» Problem requirements
Each line from the start of the data below through the one containing "box: [375, 336, 576, 532]" must be reproduced exactly.

(Beginning of Data to process)

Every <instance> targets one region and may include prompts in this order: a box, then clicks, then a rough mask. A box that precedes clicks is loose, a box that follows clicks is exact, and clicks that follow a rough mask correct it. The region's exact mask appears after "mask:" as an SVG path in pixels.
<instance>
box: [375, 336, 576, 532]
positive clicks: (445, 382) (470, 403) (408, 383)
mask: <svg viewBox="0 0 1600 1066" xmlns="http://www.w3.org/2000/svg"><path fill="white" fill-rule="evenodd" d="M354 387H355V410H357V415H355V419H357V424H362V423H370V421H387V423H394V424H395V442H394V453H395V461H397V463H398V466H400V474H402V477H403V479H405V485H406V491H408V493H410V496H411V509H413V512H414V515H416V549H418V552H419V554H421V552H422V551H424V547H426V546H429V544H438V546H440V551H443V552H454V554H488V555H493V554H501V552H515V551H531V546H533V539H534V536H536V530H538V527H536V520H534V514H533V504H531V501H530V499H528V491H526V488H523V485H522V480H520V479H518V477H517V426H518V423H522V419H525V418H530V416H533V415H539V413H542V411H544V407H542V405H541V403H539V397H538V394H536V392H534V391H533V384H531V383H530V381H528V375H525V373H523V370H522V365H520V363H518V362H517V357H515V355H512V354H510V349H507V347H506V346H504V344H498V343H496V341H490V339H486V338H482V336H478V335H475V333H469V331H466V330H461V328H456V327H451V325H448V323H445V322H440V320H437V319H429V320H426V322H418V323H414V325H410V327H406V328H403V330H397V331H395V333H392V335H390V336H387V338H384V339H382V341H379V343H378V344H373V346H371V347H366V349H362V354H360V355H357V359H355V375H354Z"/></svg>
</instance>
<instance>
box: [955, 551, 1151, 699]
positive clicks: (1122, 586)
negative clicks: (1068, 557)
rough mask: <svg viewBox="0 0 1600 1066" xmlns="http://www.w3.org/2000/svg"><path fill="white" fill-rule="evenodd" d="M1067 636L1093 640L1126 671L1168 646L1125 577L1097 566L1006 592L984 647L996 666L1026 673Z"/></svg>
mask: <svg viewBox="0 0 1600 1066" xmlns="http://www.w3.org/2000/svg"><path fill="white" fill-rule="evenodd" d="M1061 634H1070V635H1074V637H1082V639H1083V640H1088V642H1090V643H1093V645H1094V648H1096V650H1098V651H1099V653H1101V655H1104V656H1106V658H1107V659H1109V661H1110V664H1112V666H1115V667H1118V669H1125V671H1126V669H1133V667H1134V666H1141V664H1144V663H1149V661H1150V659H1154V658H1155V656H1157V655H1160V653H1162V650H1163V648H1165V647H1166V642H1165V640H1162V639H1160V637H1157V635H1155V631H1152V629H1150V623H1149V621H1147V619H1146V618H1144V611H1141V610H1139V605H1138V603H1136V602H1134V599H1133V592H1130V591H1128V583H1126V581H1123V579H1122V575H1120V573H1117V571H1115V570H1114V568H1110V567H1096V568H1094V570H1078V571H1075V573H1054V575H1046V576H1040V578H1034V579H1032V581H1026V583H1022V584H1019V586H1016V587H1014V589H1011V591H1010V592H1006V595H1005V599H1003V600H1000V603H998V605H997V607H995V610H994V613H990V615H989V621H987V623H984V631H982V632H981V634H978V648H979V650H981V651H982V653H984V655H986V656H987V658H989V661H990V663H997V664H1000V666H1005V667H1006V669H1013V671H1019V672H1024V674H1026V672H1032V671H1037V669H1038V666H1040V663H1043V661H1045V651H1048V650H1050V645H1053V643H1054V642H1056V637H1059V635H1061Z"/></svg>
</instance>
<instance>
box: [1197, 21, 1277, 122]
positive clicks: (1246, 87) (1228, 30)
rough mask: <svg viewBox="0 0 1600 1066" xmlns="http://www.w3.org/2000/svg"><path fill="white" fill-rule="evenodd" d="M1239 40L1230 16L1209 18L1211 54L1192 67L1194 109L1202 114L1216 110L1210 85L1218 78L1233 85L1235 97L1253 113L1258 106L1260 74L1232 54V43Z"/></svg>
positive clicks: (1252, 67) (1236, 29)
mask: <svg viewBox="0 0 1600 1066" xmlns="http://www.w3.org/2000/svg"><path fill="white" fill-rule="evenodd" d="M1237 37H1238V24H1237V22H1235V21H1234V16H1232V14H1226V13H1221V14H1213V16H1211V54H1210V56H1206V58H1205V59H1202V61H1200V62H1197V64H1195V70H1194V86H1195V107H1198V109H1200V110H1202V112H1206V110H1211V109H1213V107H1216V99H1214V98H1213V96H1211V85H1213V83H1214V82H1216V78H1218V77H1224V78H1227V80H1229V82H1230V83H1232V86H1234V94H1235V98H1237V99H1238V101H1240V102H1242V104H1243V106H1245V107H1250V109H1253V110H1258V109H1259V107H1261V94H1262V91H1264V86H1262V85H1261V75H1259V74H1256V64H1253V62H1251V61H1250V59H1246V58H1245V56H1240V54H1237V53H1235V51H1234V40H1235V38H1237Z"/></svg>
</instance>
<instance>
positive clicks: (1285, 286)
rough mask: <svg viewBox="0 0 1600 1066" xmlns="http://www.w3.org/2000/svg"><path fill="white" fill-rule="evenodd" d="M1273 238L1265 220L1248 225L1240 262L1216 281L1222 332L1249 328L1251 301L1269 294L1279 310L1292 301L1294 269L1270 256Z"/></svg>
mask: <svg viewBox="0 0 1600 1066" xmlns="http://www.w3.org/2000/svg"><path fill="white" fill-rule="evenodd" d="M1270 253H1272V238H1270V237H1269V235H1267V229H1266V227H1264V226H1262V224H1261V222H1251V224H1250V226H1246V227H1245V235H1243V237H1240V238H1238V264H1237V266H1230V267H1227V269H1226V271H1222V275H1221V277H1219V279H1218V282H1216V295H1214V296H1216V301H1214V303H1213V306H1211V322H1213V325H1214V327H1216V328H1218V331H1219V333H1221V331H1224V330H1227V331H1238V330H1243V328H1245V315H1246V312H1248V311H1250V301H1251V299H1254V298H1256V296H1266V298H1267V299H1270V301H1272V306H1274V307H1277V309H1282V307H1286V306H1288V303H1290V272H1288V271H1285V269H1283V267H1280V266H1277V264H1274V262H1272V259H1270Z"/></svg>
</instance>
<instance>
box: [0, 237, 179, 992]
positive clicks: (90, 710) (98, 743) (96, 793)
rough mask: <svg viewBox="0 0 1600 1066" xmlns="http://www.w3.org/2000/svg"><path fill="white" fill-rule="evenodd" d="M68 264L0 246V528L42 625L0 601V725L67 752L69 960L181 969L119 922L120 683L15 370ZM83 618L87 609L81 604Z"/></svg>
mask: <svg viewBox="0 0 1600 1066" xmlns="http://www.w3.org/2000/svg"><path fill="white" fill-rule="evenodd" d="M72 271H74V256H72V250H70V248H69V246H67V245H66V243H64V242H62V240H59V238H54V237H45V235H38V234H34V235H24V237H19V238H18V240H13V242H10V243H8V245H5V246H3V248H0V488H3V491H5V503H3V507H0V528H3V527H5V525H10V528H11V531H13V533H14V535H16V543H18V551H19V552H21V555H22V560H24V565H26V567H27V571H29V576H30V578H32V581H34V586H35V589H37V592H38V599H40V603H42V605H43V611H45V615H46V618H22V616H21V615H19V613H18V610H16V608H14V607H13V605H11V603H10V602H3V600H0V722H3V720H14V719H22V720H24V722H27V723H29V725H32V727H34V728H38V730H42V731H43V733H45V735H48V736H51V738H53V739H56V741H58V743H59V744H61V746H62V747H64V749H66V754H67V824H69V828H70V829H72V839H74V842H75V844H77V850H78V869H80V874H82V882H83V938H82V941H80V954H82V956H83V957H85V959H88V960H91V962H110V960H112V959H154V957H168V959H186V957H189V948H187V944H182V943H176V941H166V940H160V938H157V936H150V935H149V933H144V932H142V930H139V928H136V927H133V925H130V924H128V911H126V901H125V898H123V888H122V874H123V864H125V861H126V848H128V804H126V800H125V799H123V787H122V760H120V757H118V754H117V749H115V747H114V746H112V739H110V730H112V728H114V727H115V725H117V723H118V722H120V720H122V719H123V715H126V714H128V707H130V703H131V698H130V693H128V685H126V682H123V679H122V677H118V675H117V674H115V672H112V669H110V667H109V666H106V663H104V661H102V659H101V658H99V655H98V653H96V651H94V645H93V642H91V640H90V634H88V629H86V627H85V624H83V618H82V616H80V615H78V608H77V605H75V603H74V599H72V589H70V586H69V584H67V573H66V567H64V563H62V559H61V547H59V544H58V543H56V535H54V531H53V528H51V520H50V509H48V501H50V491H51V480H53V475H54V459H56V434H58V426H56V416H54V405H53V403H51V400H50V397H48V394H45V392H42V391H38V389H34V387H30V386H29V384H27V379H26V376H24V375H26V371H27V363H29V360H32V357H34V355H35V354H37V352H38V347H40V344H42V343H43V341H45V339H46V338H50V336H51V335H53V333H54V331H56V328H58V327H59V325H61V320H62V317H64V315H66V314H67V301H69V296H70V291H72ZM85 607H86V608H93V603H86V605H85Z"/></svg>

(End of Data to process)

» Output for this task
Every <instance> targets one region and may include prompts in this order: a box, then clicks, then a rough mask. A box that precedes clicks is loose, a box that follows clicks is exact, and clicks that follow a rough mask correct it. The region's exact mask appears after "mask:" as an SVG path in pixels.
<instance>
box: [375, 336, 576, 532]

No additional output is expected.